PROBLEM TO SOLVE -
Show every line of the records below that contains the word "bush".

DATA LINES -
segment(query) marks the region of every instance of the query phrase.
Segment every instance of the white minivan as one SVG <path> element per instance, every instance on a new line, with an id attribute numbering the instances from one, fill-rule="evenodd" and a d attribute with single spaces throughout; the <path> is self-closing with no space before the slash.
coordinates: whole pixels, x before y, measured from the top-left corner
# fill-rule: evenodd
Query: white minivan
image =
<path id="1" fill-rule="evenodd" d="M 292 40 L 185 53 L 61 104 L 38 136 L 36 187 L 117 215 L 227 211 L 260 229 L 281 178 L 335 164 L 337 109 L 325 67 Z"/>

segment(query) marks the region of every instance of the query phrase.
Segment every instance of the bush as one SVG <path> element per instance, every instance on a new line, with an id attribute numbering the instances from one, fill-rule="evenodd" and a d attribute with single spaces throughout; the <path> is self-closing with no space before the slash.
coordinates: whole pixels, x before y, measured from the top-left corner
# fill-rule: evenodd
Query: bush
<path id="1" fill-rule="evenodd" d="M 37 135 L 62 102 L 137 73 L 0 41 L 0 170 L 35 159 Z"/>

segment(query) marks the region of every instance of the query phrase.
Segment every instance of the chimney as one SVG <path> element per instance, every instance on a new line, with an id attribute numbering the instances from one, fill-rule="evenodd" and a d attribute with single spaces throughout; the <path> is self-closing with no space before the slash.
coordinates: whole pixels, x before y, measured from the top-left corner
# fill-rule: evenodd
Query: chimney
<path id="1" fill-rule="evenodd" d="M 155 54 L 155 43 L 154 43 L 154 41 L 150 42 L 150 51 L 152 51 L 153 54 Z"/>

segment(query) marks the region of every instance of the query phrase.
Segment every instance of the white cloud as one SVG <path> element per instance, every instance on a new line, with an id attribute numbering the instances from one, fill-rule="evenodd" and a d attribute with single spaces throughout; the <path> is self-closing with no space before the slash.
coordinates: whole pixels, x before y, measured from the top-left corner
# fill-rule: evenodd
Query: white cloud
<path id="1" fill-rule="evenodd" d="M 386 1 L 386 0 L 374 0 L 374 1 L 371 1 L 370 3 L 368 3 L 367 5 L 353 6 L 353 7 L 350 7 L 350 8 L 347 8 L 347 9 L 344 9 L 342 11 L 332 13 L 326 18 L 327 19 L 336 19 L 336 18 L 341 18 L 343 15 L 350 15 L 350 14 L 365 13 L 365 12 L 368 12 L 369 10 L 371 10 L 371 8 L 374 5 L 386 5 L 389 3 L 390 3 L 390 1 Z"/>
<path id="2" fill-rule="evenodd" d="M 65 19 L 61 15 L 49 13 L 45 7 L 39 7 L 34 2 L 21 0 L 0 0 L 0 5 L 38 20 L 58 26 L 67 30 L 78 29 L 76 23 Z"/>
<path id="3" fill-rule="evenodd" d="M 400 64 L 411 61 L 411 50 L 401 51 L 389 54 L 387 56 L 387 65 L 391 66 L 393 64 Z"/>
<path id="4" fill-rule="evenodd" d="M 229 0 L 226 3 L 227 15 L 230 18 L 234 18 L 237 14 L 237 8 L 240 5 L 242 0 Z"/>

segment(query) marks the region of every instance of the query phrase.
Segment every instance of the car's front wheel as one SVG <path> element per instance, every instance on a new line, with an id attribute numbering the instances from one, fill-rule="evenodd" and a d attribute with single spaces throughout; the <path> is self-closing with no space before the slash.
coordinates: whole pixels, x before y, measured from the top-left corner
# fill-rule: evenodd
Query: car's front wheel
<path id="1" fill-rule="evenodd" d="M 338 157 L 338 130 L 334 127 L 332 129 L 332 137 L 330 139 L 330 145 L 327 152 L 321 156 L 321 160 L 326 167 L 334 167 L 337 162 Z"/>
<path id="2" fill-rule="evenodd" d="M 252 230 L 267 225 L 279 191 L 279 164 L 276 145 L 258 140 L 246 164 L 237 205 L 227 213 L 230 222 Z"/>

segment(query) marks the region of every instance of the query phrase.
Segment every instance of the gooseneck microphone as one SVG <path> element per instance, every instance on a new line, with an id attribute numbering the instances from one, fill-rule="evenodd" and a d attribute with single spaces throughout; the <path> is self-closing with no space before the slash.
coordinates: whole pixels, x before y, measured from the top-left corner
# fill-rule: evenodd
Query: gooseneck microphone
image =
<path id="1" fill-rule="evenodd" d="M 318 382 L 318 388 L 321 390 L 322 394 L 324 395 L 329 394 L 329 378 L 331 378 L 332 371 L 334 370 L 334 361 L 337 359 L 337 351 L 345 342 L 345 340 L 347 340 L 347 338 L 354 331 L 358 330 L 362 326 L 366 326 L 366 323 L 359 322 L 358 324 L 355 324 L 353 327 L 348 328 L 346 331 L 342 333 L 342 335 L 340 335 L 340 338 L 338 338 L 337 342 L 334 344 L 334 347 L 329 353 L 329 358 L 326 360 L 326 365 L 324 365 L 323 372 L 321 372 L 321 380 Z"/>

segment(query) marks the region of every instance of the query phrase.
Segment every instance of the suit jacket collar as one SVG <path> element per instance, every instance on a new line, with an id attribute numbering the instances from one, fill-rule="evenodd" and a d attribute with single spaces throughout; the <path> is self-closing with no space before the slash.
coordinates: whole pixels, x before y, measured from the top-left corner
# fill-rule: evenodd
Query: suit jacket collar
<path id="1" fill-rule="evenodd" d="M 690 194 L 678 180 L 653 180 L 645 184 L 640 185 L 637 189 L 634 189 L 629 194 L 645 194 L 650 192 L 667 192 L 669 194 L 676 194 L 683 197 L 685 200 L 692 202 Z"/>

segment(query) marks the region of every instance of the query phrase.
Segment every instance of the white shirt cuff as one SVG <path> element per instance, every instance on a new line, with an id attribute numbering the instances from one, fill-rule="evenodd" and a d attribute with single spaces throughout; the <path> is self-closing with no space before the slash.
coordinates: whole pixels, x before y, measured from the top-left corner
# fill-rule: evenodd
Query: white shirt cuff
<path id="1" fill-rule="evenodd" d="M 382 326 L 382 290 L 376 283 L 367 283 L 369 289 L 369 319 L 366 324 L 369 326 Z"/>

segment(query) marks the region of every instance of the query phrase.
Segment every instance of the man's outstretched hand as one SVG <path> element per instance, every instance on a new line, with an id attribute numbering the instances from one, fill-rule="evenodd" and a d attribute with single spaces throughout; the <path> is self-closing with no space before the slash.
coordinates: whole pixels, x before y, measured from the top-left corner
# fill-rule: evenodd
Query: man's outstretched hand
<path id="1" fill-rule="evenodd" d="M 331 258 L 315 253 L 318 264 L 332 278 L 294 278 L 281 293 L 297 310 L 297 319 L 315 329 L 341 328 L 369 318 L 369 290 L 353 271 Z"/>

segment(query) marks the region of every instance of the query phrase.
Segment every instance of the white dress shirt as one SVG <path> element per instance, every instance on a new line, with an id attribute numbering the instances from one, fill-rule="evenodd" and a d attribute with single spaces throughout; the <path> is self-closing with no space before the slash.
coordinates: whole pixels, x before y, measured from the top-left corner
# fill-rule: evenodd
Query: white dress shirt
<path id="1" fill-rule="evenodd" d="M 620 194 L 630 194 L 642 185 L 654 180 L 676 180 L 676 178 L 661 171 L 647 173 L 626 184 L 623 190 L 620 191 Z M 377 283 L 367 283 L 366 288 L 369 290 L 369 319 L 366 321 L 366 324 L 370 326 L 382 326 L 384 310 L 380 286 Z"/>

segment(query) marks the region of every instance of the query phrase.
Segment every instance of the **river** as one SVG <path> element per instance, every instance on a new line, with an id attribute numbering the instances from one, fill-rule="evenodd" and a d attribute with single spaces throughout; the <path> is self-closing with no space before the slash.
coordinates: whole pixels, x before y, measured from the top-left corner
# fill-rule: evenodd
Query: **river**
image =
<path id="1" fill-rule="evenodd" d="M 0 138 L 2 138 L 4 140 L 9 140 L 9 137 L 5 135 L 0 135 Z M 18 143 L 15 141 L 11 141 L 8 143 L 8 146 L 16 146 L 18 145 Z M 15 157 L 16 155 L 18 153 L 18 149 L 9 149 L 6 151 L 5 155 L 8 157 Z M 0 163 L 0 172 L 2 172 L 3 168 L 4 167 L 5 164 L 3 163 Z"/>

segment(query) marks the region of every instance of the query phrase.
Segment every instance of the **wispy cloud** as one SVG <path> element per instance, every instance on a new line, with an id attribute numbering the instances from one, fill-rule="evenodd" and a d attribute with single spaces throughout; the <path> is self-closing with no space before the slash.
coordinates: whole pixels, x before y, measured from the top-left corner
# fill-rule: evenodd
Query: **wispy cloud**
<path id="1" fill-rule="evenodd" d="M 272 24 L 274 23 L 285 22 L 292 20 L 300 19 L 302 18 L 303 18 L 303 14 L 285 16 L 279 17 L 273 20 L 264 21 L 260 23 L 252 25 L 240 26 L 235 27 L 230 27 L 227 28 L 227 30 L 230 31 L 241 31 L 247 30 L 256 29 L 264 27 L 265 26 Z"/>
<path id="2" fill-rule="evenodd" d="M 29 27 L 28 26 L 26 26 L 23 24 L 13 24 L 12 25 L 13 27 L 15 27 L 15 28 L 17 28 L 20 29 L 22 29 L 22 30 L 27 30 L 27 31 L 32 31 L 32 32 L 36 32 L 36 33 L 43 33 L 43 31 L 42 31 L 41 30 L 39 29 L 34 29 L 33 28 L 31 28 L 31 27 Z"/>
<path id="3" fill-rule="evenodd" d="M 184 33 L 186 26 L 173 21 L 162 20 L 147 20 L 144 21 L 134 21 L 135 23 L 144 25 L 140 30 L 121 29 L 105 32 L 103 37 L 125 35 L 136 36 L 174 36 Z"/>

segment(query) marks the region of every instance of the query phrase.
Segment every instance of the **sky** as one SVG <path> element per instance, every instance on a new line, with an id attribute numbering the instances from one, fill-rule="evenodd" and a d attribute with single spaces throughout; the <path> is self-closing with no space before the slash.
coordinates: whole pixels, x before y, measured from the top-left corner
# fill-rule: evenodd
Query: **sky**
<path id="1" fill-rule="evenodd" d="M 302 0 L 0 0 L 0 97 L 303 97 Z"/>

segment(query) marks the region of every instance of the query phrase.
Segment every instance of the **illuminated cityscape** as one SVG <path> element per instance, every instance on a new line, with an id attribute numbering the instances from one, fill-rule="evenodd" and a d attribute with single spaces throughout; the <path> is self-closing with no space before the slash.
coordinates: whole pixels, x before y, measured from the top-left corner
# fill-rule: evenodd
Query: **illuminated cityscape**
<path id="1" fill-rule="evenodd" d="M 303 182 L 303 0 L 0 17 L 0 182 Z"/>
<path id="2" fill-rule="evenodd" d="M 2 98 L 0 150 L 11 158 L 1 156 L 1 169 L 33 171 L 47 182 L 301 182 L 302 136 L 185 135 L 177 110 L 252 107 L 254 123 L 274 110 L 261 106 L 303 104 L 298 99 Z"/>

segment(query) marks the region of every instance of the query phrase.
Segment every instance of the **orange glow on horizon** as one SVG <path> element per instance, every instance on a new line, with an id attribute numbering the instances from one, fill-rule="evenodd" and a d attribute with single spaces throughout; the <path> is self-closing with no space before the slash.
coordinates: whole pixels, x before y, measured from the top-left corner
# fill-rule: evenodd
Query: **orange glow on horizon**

RESPONSE FOR THIS EXERCISE -
Segment every instance of the bush as one SVG <path> element per instance, every instance on a new line, with an id attribute numbering the instances from one, fill-rule="evenodd" and a d attribute with single spaces throughout; the <path> is self-closing with no space before the slash.
Query: bush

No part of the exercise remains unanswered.